··· BLOK TEKSTU ···
RECENZJE
Future
Save Me (EP)
2019, Epic / Freebandz
Zebraliśmy część naszej redakcyjnej ekipy i postanowiliśmy, że każdy zajmie się jednym utworem z wciąż świeżej EP-ki króla trapu. Poniżej efekt naszych działań.
"XanaX Damage"
Łukasz Łachecki: Jeśli ktoś mówi, że Future jest podobny do Future'a, to najpierw pytajcie, do którego Future'a i co na to wszystko matka i siostra Tadka. Porównania do HNDRXX są zrozumiałe (zwłaszcza, że przed premierą Save Me krążyły plotki o pracy nad HNDRXX 2), ale od czasów Produkcji Hip-Hop DJ 600 V minęło już trochę czasu i podział na kodeinowe szlochy na "jaśniejszych" bitach i toksyczną bangerową męskość nie oddaje złożoności dokonań najważniejszego żyjącego rapera. Otwierający nową EP "XanaX Damage" ma co prawda w sobie coś (bębny, klimat, oprawę wizualną) z poprzedzającego płytę z 2017 roku, niepozornego "Buy Love", ale w ostatecznym rozrachunku to błogie intro jest zaledwie wstępem do jednej z najbardziej osobnych płyt w dorobku Wilburna.
"St. Lucia"
Adela Kiszka: 13,88°N 61,00°W, rozległość wód wokół St. Lucia nie pozwala się wsłuchać w wersy białe jak cukier; mam nadzieję, że docenicie to moje cnotliwe porównanie, powściągliwe, w przeciwieństwie do tej wspaniałej nieobcisłości bitu, na którym Future kocha swoje dziewczyny, tak, je wszystkie, na tej wyspie, tak. Pierwsze dwie sekundy, a między nimi nie więcej niż 1015 hPa, gdybym miała w sobie zero instynktu zachowawczego, napisałabym, że to mój ulubiony (czyli najlepszy) moment na Save Me, ale bądźmy poważni. Kilka klisz: make the pussy juicy / sold the dope a triple-double / gwiazdka w nawiasie po Nipsey'u Hussle. Czy komuś jeszcze nie chce przejść przez gardło słowo "legenda"? (gettin' tired of the same thing).
"Please Tell Me"
Borys Dejnarowicz: Pozbawiona wypełniaczy piącha w ryj wszystkim malkontentom marudzącym, że typcio "wciąż nagrywa tę samą płytę i to za długą", Save Me – jakby to ujął W. Weiss – "momentami w niczym nie przypomina" wydanego kilka miesięcy temu longplaya. Nie tylko w crossie z drivealone'owym posmakiem gitarowych ballad (opener, closer), ale także na przykład w "Please Tell Me", wiedzionym wolnomularskimi podmuchami czarodziejskiego fletu, gdzie przyszły Hendrix rozmawia z cieniami własnego głosu, zręcznie rozmieszczonymi z opóźnieniem w panoramie. To istne "I Talk to the Wind" trapu, które dość przewrotnie konweniuje z innym streamingowym wydarzeniem tygodnia – desantem całej dyskografii Crimsonów na Spoti.
···
POLECENIE 1: Jakie wytwórnie wymienia recenzja EP-ki Save Me?
POLECENIE 2:
Oceń, czy poniższe stwierdzenia zgadzają się z recenzją EP-ki Save Me:
(a) Utwór "XanaX Damage" otwiera EP-kę.
(b) O utworze "St. Lucia" pisze Borys Dejnarowicz.
(c) W utworze "Please Tell Me" pojawia się flet.
Poniższy wykaz nie ma związku z recenzją EP-ki Save Me.
··· SUROWE ZAPISY ···
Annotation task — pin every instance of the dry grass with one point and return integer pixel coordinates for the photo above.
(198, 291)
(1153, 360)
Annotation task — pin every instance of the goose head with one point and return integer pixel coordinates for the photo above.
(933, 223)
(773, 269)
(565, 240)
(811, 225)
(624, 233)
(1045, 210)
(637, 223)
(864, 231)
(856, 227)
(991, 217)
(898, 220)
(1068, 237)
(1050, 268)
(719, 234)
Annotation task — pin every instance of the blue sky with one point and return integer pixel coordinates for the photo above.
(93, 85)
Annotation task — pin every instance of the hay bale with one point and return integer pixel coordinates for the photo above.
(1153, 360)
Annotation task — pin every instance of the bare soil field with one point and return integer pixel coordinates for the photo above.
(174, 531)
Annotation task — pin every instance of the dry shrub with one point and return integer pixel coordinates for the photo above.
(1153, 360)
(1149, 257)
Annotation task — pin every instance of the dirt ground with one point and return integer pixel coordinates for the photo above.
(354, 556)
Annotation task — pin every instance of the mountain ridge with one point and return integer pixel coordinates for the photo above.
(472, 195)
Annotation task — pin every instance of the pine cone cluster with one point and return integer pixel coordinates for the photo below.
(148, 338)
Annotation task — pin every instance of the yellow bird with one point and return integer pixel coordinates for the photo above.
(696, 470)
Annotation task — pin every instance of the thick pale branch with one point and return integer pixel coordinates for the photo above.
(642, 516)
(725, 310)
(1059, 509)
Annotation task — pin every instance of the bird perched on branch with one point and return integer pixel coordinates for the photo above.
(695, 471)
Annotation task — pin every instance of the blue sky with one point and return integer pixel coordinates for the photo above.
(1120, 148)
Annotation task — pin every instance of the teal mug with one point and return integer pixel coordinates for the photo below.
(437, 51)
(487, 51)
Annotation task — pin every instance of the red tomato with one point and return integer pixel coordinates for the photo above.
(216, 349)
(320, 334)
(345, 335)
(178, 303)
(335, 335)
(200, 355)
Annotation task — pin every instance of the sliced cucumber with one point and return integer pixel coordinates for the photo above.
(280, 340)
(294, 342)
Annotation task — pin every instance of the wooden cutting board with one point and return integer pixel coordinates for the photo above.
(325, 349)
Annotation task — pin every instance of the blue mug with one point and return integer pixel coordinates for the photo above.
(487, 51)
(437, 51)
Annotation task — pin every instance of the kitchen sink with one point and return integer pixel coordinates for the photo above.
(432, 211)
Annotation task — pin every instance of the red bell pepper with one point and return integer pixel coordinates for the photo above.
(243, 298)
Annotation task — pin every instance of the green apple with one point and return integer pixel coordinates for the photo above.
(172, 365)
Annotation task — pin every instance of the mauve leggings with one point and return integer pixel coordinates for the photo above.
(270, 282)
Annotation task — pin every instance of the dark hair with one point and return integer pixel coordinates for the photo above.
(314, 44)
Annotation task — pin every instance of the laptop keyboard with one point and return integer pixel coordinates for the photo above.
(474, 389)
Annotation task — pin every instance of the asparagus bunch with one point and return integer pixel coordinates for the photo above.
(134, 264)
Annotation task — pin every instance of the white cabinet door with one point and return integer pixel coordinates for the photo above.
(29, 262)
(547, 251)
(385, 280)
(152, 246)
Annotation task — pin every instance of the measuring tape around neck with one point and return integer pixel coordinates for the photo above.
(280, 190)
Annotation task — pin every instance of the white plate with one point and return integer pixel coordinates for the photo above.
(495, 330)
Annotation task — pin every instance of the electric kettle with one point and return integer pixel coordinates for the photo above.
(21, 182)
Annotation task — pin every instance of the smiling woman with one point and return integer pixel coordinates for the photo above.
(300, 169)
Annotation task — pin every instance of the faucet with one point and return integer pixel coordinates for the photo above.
···
GOTOWA ODPOWIEDŹ 1: Epic i Freebandz.

GOTOWA ODPOWIEDŹ 2:
(a) Tak: „Otwierający nową EP "XanaX Damage"”.
(b) Nie: o tym utworze pisze „Adela Kiszka”.
(c) Tak: „wiedzionym wolnomularskimi podmuchami czarodziejskiego fletu”.